**To do**
Line tally for "shirt": state how many lines of the entries include it, with no other text.

Extracted records:
══════════════════════════════

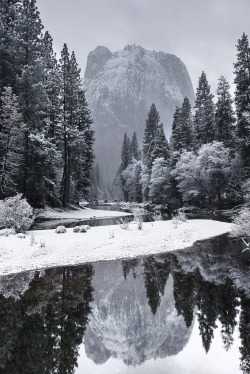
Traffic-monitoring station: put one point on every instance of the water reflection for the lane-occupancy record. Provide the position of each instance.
(132, 310)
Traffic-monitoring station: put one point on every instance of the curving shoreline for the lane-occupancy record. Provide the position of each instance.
(44, 249)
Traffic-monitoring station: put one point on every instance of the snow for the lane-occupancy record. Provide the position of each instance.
(78, 213)
(44, 249)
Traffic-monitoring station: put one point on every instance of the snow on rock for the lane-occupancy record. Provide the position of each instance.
(17, 255)
(120, 88)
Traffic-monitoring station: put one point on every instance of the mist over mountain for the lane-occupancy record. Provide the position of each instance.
(120, 88)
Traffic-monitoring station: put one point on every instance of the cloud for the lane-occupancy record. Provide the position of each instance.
(202, 33)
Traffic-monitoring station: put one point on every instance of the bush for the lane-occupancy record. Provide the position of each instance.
(179, 218)
(138, 216)
(16, 213)
(241, 224)
(82, 228)
(60, 230)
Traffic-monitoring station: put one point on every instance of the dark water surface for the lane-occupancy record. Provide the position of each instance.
(184, 312)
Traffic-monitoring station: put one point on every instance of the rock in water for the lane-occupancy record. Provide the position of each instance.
(120, 88)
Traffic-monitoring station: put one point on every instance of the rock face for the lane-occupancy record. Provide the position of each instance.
(120, 88)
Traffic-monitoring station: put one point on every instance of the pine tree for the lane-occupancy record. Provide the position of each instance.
(242, 101)
(11, 143)
(126, 152)
(33, 101)
(137, 184)
(204, 130)
(135, 147)
(152, 122)
(8, 47)
(186, 126)
(224, 115)
(182, 132)
(66, 91)
(126, 161)
(159, 145)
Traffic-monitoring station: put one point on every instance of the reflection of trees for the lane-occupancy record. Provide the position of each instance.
(212, 301)
(184, 294)
(245, 334)
(46, 326)
(128, 265)
(155, 275)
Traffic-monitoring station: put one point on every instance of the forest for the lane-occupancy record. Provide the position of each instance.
(47, 140)
(206, 163)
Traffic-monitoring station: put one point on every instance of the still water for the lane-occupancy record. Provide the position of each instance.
(184, 312)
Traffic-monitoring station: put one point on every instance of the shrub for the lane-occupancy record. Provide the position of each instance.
(124, 223)
(179, 218)
(138, 216)
(16, 213)
(241, 224)
(82, 228)
(61, 229)
(7, 232)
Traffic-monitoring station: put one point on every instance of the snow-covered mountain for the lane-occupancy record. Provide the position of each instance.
(122, 325)
(120, 88)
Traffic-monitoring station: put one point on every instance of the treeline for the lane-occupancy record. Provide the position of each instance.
(46, 140)
(207, 161)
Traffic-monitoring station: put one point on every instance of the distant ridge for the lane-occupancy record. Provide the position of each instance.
(121, 86)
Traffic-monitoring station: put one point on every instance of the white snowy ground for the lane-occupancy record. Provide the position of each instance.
(77, 213)
(100, 243)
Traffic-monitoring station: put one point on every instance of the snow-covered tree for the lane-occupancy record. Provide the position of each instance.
(128, 182)
(16, 213)
(204, 178)
(182, 131)
(159, 187)
(137, 183)
(159, 145)
(204, 130)
(135, 153)
(242, 101)
(152, 122)
(11, 143)
(224, 115)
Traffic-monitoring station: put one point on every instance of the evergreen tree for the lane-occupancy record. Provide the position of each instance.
(126, 152)
(34, 102)
(186, 125)
(204, 131)
(11, 143)
(159, 145)
(182, 128)
(176, 131)
(152, 122)
(8, 47)
(224, 115)
(159, 186)
(66, 110)
(135, 147)
(137, 184)
(242, 101)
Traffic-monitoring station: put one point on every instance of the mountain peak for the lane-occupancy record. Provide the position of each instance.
(96, 60)
(120, 88)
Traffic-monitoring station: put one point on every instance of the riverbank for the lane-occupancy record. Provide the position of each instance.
(44, 249)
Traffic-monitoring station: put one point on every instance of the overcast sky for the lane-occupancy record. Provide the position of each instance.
(203, 33)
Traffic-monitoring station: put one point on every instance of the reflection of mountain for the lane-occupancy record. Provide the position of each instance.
(42, 329)
(122, 324)
(142, 309)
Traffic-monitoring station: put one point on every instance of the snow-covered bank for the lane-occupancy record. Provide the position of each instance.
(77, 213)
(43, 249)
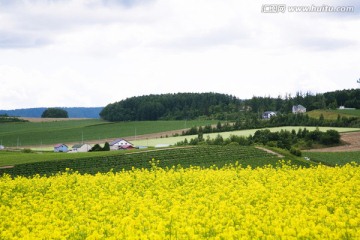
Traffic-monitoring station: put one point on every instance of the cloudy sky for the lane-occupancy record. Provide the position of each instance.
(87, 53)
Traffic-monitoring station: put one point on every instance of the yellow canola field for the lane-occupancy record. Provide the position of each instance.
(227, 203)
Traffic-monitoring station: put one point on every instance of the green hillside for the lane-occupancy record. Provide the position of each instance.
(42, 133)
(333, 114)
(204, 156)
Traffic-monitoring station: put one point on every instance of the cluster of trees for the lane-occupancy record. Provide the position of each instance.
(74, 112)
(172, 106)
(220, 106)
(55, 113)
(330, 100)
(4, 118)
(251, 121)
(290, 140)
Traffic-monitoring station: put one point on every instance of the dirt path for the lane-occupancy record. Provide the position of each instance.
(352, 143)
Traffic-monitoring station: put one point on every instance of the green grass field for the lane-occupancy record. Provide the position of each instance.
(18, 157)
(204, 156)
(333, 114)
(174, 140)
(44, 133)
(334, 158)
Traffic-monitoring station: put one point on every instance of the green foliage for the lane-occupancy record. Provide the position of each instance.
(37, 133)
(172, 107)
(55, 113)
(334, 158)
(4, 118)
(284, 139)
(203, 156)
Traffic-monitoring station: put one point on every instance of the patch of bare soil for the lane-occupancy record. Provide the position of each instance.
(351, 140)
(270, 151)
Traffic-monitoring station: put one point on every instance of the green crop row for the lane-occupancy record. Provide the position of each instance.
(203, 156)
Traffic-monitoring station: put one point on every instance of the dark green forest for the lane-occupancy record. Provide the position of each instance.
(172, 107)
(181, 106)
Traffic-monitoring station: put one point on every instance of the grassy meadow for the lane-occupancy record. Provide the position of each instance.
(173, 140)
(334, 158)
(45, 133)
(202, 156)
(333, 114)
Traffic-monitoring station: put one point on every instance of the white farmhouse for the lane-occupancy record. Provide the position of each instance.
(268, 114)
(83, 147)
(119, 144)
(298, 109)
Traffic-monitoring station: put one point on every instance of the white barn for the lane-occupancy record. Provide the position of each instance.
(81, 147)
(298, 109)
(119, 144)
(268, 114)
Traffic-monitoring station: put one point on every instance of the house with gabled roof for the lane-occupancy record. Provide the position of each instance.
(298, 109)
(81, 147)
(120, 143)
(268, 114)
(61, 148)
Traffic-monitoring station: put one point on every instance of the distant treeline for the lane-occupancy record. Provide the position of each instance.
(329, 100)
(289, 140)
(181, 106)
(253, 122)
(173, 107)
(73, 112)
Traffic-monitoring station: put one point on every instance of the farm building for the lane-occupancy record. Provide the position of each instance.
(82, 147)
(126, 147)
(61, 148)
(268, 114)
(298, 109)
(120, 144)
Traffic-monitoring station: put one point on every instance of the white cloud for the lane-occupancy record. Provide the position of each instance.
(97, 52)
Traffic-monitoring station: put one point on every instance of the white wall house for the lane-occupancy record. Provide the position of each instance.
(119, 144)
(268, 114)
(81, 148)
(60, 148)
(298, 109)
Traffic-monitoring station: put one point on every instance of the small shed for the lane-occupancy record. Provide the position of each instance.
(119, 144)
(61, 148)
(82, 147)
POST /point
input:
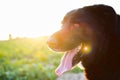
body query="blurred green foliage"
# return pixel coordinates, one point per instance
(28, 59)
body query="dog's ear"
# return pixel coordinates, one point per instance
(104, 15)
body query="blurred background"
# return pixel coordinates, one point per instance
(25, 25)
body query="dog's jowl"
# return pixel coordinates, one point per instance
(90, 35)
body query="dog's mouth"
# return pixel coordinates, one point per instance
(70, 59)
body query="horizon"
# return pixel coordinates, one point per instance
(28, 18)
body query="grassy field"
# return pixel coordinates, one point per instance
(28, 59)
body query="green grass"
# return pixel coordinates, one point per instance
(28, 59)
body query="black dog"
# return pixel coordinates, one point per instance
(91, 35)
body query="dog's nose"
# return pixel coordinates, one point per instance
(52, 41)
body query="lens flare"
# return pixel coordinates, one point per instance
(86, 49)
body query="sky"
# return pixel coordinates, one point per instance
(34, 18)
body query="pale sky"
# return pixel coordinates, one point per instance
(34, 18)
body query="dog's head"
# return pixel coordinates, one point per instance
(80, 33)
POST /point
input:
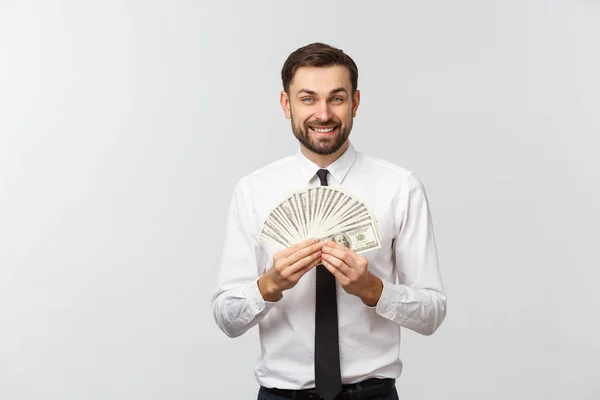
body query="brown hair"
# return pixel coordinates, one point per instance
(317, 55)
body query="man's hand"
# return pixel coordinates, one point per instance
(350, 269)
(289, 265)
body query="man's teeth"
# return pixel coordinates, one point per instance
(323, 130)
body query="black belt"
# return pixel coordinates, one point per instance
(369, 389)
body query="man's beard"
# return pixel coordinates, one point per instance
(323, 146)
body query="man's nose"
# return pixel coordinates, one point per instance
(324, 111)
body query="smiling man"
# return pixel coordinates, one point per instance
(329, 318)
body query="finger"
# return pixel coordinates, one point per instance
(304, 262)
(298, 246)
(337, 263)
(304, 252)
(336, 272)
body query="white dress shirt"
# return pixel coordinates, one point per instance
(413, 295)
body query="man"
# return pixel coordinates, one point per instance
(329, 319)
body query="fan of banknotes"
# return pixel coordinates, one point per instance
(323, 212)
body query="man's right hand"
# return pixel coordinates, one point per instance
(289, 265)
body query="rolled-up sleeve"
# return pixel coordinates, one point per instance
(418, 300)
(237, 303)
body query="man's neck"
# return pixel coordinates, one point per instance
(324, 161)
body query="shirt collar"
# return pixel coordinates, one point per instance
(338, 169)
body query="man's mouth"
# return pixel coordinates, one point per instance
(323, 130)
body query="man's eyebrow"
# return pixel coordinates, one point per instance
(313, 93)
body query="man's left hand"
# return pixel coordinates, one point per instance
(351, 270)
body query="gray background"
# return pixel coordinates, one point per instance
(125, 124)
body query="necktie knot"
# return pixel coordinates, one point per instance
(322, 174)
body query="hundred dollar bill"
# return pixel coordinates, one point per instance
(359, 238)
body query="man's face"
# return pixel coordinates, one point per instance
(321, 107)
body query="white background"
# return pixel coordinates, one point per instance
(125, 124)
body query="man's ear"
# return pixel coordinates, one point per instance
(284, 100)
(355, 102)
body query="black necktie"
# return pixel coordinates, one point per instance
(328, 381)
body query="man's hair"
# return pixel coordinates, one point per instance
(317, 55)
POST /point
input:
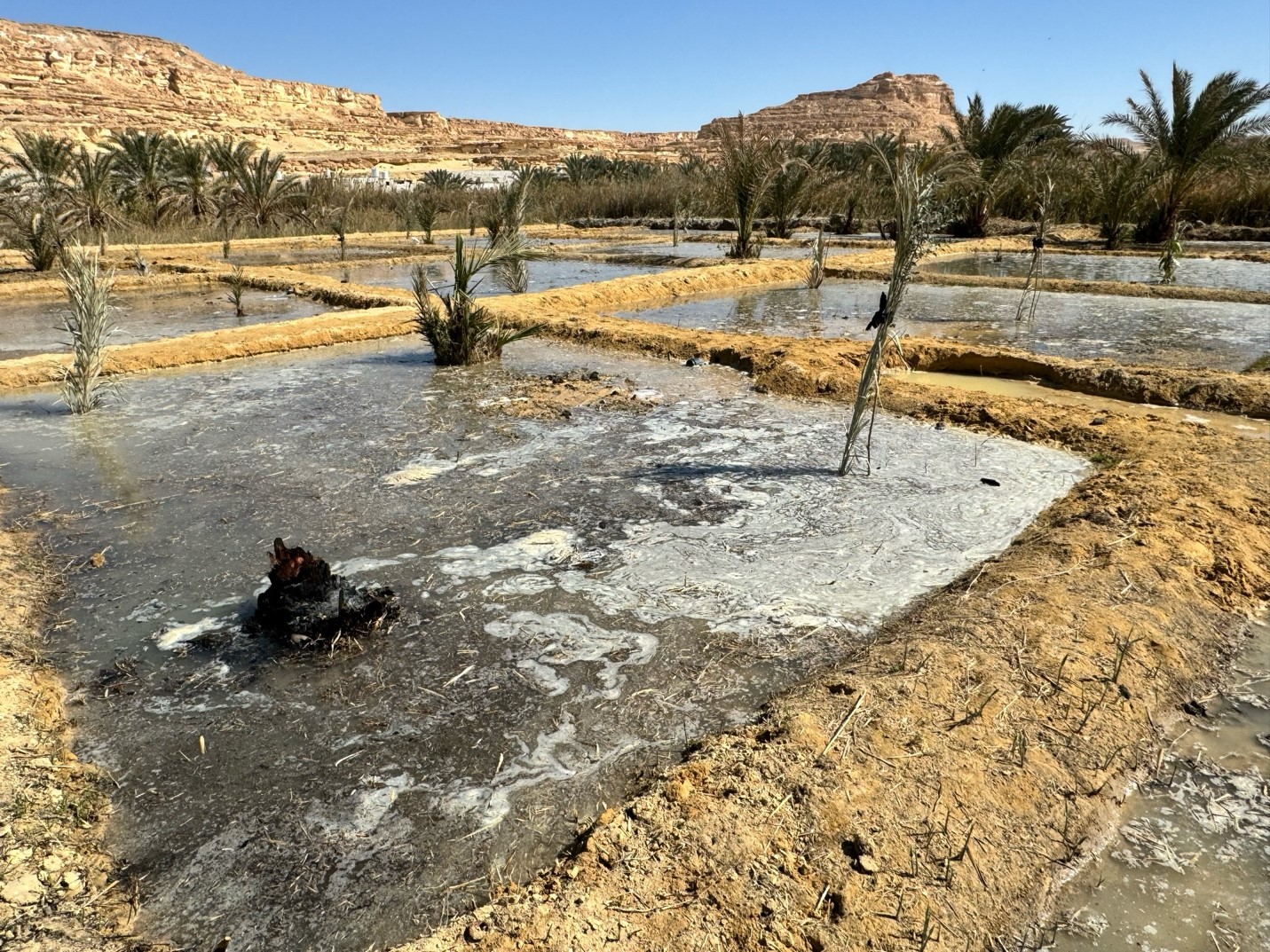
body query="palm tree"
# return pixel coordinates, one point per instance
(41, 162)
(995, 142)
(263, 196)
(91, 193)
(141, 170)
(191, 176)
(1194, 138)
(460, 332)
(1116, 179)
(38, 230)
(750, 161)
(230, 156)
(792, 188)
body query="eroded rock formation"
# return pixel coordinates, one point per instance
(85, 84)
(915, 105)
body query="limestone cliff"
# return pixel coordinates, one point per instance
(915, 105)
(85, 84)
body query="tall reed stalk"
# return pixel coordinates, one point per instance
(816, 270)
(1037, 271)
(913, 174)
(88, 323)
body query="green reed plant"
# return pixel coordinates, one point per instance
(88, 288)
(915, 174)
(816, 270)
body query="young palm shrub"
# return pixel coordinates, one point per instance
(89, 327)
(995, 142)
(503, 221)
(750, 161)
(460, 330)
(913, 173)
(236, 282)
(816, 270)
(427, 207)
(1191, 140)
(263, 196)
(793, 187)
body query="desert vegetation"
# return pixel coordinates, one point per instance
(460, 330)
(1189, 159)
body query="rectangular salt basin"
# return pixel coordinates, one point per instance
(544, 274)
(1127, 329)
(1195, 271)
(35, 327)
(580, 597)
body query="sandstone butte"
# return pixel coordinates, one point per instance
(85, 84)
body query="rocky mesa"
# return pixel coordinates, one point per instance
(913, 105)
(85, 84)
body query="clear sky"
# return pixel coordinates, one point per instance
(657, 65)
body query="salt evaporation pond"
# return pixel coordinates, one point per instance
(35, 327)
(1127, 329)
(580, 598)
(1195, 271)
(544, 274)
(1189, 866)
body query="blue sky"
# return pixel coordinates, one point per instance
(649, 65)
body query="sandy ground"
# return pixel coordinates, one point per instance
(58, 893)
(926, 793)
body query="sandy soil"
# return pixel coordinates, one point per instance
(930, 791)
(943, 781)
(56, 886)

══════════════════════════════

**Problem solution**
2